Prompt — From the passage on installing the watch-video skill, reproduce word for word the part starting at "# Windows (Git" and ending at "a standalone binary.".
--- Passage shown Enclosed Below ---
Full sampling guidance — opinionated rules for which frames to read for short / medium / long videos so Claude doesn't brute-force every frame into context.

If you want the pure Brad pipeline without the wrapper, install bradautomates/claude-video instead — it's excellent.

Install

Clone into your Claude skills folder:

# macOS / Linux
git clone https://github.com/Newuxtreme/watch-video-skill.git ~/.claude/skills/watch-video

# Windows (Git Bash / WSL)
git clone https://github.com/Newuxtreme/watch-video-skill.git ~/.claude/skills/watch-video

# Windows (PowerShell / cmd)
git clone https://github.com/Newuxtreme/watch-video-skill.git "$env:USERPROFILE\.claude\skills\watch-video"

For Claude Desktop or Claude Agent SDK apps, clone into whatever folder that environment loads skills from.

Dependencies

ffmpeg + ffprobe — download, or brew install ffmpeg (macOS) / winget install Gyan.FFmpeg (Windows) / apt install ffmpeg (Linux)
yt-dlp — winget install yt-dlp.yt-dlp (Windows), brew install yt-dlp (macOS), or pipx install yt-dlp (Linux). Must be on PATH as a standalone binary.
--- End of Enclosed Passage shown ---
--- Given information Enclosed Below ---
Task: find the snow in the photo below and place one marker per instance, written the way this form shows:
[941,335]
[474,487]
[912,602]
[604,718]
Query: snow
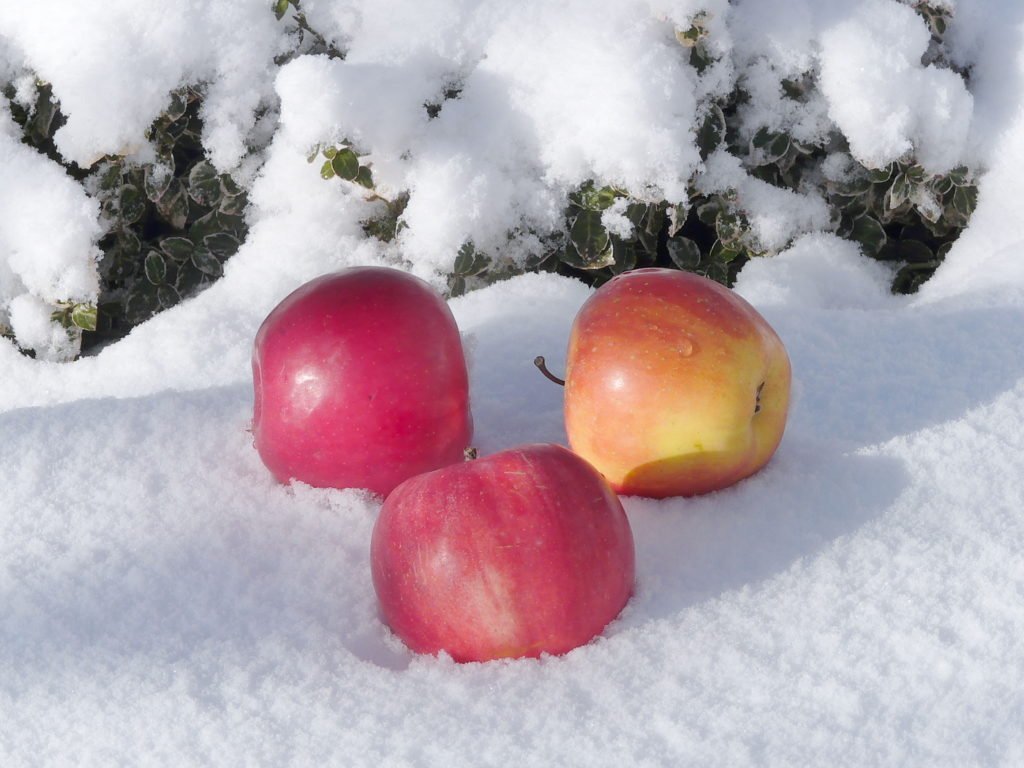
[858,602]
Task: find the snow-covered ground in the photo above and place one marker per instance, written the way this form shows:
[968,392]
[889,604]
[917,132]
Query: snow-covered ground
[858,602]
--- End of Enclosed Given information ---
The completed task —
# Windows (Git Bash / WSL)
git clone https://github.com/Newuxtreme/watch-video-skill.git ~/.claude/skills/watch-video

# Windows (PowerShell / cmd)
git clone https://github.com/Newuxtreme/watch-video-skill.git "$env:USERPROFILE\.claude\skills\watch-video"

For Claude Desktop or Claude Agent SDK apps, clone into whatever folder that environment loads skills from.

Dependencies

ffmpeg + ffprobe — download, or brew install ffmpeg (macOS) / winget install Gyan.FFmpeg (Windows) / apt install ffmpeg (Linux)
yt-dlp — winget install yt-dlp.yt-dlp (Windows), brew install yt-dlp (macOS), or pipx install yt-dlp (Linux). Must be on PATH as a standalone binary.